### REQUIRED TASK:
Copy each of the lines below character for character, leaving nothing out and changing nothing.

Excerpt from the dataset

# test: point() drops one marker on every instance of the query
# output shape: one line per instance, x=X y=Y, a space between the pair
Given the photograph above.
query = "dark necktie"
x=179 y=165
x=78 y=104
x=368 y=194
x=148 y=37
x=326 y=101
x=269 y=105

### EXPECTED ANSWER:
# test: point() drops one marker on every instance of the query
# output shape: one line per instance, x=X y=Y, a space between the pair
Given the photograph above.
query = "dark necktie"
x=179 y=165
x=78 y=104
x=368 y=194
x=148 y=37
x=326 y=101
x=269 y=105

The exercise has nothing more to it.